> _EXCERPT PROVIDED_
__________
Module 5

Data Structures

Lists, dictionaries, tuples, and sets — the containers that organize your data, with list comprehensions and real-world examples for each.

💡What You'll Build
By the end of this module, you will use all four of Python's core data structures — lists, dictionaries, tuples, and sets — and write list comprehensions that replace entire loops with a single line. You will build a contact book and a grade book that organize real data the way professional Python code does.

The contact list problem

Your phone has a contact list. For each person, you store their name, phone number, email, and maybe a birthday. Now imagine trying to manage 500 contacts using nothing but individual variables:

python
contact1_name = "Alice"
contact1_phone = "555-0101"
contact1_email = "[email protected]"
contact2_name = "Bob"
contact2_phone = "555-0102"
# ... 1,498 more lines

This is insanity. You cannot loop through it. You cannot search it. You cannot sort it. You need a way to organize data — to group related items together and work with them efficiently.
__________
> _REQUIREMENTS_
- a) Name every core Python data structure that the data structures module says you will use.
- b) Answer these about the data structures module:
(i) How many contacts does the contact list scenario imagine managing with individual variables?
(ii) What two things will you build by the end of the module?
(iii) What value is assigned to contact2_phone?
- c) Write out the stretch of the data structures module from "Lists, dictionaries, tuples, and sets — the" through "Python code does.".
The records that come next have no connection to the data structures module.
__________
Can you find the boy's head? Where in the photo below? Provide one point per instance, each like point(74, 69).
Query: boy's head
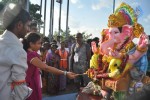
point(17, 20)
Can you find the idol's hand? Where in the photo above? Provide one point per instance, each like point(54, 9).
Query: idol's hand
point(143, 41)
point(71, 75)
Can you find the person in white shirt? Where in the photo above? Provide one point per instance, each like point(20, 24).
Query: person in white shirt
point(13, 59)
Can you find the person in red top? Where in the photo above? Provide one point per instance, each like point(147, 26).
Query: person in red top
point(63, 65)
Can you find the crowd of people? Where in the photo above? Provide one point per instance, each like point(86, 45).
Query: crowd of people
point(33, 63)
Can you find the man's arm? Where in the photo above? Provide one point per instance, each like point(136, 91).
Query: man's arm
point(88, 53)
point(71, 61)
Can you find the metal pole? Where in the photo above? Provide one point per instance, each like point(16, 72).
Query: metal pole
point(50, 21)
point(44, 17)
point(59, 26)
point(113, 6)
point(52, 18)
point(40, 13)
point(67, 33)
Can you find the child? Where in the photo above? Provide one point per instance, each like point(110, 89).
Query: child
point(63, 65)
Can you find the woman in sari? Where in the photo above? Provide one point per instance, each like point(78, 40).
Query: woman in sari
point(31, 44)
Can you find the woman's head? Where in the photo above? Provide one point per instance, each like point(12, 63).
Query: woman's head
point(32, 41)
point(53, 47)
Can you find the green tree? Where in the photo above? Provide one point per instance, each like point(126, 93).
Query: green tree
point(86, 36)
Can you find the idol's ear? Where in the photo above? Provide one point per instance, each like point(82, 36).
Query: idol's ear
point(127, 31)
point(94, 47)
point(105, 35)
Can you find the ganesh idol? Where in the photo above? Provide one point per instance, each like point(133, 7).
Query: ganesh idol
point(119, 65)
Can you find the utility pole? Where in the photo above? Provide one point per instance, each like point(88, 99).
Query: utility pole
point(40, 13)
point(113, 6)
point(44, 17)
point(51, 20)
point(67, 33)
point(59, 26)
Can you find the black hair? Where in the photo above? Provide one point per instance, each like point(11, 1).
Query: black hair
point(23, 16)
point(120, 29)
point(33, 23)
point(31, 37)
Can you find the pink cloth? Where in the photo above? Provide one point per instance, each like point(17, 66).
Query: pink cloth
point(33, 77)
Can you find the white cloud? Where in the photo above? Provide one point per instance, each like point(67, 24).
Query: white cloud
point(147, 19)
point(74, 1)
point(102, 4)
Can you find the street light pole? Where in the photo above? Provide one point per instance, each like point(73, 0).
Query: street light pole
point(40, 13)
point(44, 17)
point(51, 20)
point(67, 33)
point(59, 26)
point(113, 6)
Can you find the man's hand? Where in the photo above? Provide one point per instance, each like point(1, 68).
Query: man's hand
point(71, 75)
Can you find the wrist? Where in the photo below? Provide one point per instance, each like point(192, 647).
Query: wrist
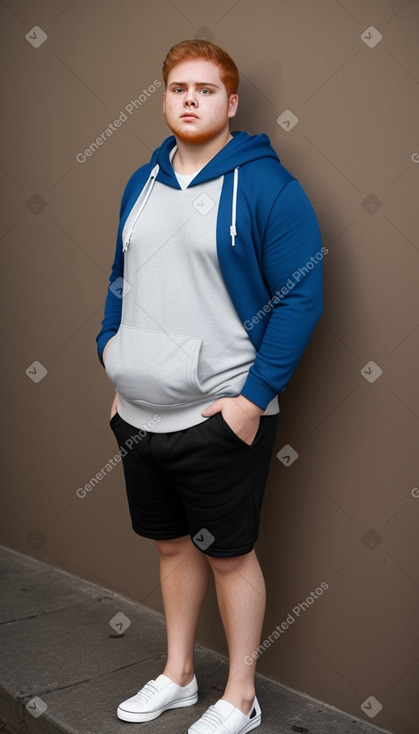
point(253, 410)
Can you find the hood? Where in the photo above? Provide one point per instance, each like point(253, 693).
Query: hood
point(239, 151)
point(242, 149)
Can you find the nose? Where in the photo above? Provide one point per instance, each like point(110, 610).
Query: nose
point(190, 99)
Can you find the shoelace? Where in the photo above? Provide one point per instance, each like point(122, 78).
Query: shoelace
point(148, 691)
point(212, 717)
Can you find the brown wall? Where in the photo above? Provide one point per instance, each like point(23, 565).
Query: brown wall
point(345, 511)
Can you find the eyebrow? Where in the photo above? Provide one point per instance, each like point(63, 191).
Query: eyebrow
point(198, 84)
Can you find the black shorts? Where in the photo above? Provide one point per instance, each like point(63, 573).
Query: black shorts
point(202, 481)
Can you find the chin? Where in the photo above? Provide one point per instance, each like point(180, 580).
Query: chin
point(194, 137)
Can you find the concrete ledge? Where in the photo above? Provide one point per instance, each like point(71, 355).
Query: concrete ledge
point(64, 668)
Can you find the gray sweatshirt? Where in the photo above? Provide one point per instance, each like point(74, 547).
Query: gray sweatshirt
point(180, 345)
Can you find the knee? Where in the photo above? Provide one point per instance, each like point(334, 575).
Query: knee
point(175, 547)
point(224, 566)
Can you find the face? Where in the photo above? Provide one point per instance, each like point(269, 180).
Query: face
point(196, 105)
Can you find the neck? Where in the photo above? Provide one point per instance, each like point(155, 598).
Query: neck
point(190, 158)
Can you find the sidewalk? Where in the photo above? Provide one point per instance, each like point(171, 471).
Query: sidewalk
point(64, 668)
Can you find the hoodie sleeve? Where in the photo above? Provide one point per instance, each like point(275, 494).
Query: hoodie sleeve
point(113, 304)
point(292, 269)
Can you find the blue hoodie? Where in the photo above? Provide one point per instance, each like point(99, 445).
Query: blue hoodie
point(269, 250)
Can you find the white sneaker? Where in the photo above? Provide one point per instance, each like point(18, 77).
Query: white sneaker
point(155, 697)
point(224, 718)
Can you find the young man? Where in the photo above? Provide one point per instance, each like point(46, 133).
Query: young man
point(220, 255)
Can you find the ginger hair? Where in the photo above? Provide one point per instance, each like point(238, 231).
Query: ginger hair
point(200, 49)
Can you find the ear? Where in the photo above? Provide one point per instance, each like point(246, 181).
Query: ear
point(233, 103)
__________
> _ANSWERS_
- a) Lists, dictionaries, tuples, and sets.

- b)
(i) 500 contacts.
(ii) A contact book and a grade book.
(iii) "555-0102"

- c)
Lists, dictionaries, tuples, and sets — the containers that organize your data, with list comprehensions and real-world examples for each.

💡What You'll Build
By the end of this module, you will use all four of Python's core data structures — lists, dictionaries, tuples, and sets — and write list comprehensions that replace entire loops with a single line. You will build a contact book and a grade book that organize real data the way professional Python code does.